#### Work to do
Copy out the items below with "place a point" substituted for "mark a dot" everywhere it occurs, keeping all other text the same.

#### Dataset
-------------------------
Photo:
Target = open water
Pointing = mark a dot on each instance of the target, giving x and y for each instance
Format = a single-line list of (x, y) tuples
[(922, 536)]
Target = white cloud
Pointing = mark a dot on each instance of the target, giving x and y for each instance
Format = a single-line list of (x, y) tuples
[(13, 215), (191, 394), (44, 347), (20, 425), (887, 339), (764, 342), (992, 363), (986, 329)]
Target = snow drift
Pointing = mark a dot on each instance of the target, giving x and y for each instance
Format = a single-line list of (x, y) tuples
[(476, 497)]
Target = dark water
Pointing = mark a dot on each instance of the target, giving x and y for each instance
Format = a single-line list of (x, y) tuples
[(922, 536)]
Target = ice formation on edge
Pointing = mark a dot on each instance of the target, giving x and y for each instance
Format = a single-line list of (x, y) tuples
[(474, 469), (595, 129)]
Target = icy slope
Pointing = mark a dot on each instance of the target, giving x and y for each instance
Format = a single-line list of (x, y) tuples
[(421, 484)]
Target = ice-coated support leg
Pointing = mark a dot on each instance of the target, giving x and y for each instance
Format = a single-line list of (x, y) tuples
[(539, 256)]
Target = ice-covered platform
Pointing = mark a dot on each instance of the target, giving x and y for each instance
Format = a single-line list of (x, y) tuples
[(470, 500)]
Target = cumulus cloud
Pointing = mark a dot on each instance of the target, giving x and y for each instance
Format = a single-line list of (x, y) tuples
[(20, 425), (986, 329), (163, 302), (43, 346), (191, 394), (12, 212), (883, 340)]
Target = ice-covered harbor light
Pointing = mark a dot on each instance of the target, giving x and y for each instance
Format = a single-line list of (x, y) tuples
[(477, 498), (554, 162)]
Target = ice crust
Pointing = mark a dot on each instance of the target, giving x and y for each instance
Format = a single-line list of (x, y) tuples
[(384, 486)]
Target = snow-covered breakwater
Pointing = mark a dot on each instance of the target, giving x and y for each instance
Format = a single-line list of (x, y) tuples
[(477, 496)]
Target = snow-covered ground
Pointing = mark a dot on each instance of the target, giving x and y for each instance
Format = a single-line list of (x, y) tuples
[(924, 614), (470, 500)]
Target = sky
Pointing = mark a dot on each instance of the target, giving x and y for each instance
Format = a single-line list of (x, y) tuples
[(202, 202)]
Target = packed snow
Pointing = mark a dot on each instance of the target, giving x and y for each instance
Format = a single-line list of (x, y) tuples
-------------------------
#### In response
Photo:
Target = open water
Pointing = place a point on each instance of the target, giving x and y for each instance
Format = a single-line list of (x, y) tuples
[(922, 536)]
Target = white cloud
Pointing = place a point on each instance of the target, giving x and y for each instance
Format = a single-line list of (x, y) tuples
[(13, 215), (191, 394), (44, 347), (20, 425), (887, 339), (764, 342), (992, 363), (986, 329)]
Target = snow drift
Pointing = place a point on each instance of the target, giving x and y for each instance
Format = a single-line list of (x, y) tuples
[(476, 497)]
Target = dark water
Pointing = place a point on each instance of the target, giving x and y for each instance
Format = a single-line list of (x, y) tuples
[(922, 536)]
Target = ice formation on edge
Pointing = place a point on each instance of the target, giving x and y for each instance
Format = a single-line list of (x, y) tuples
[(474, 469), (595, 129)]
Target = icy slope
Pointing = place a point on each instance of the target, giving x and y for each instance
Format = a single-line list of (x, y) tuples
[(421, 484)]
Target = ice-coated support leg
Pointing = place a point on each instance of the target, giving x and y for each instance
Format = a single-line list of (x, y) tuples
[(539, 256)]
Target = ice-covered platform
Pointing = place a point on each instance of the target, giving x and y for each instance
Format = a single-line list of (x, y) tuples
[(470, 500)]
Target = cumulus cloud
Pointing = place a point on each instance of the target, giving x and y for each instance
Format = a single-line list of (x, y) tuples
[(20, 425), (986, 329), (163, 302), (43, 346), (191, 394), (12, 212), (883, 340)]
Target = ice-covered harbor light
Pointing = place a point on each instance of the target, giving x and y for each instance
Format = a single-line list of (x, y) tuples
[(477, 498), (554, 162)]
Target = ice crust
Pointing = place a point on each instance of the target, giving x and y for each instance
Format = a single-line list of (x, y) tuples
[(384, 486)]
Target = snow-covered breakwater
Pointing = place a point on each instance of the target, giving x and y for each instance
Format = a single-line list of (x, y) tuples
[(477, 496)]
Target = snow-covered ground
Pointing = place a point on each instance of the target, giving x and y for each instance
Format = a single-line list of (x, y) tuples
[(924, 614), (470, 500)]
Target = sky
Pointing = place a point on each instance of the target, giving x and y for each instance
Format = a single-line list of (x, y) tuples
[(202, 202)]
Target = packed snow
Pointing = place a point on each instance of the target, giving x and y for each instance
Format = a single-line list of (x, y) tuples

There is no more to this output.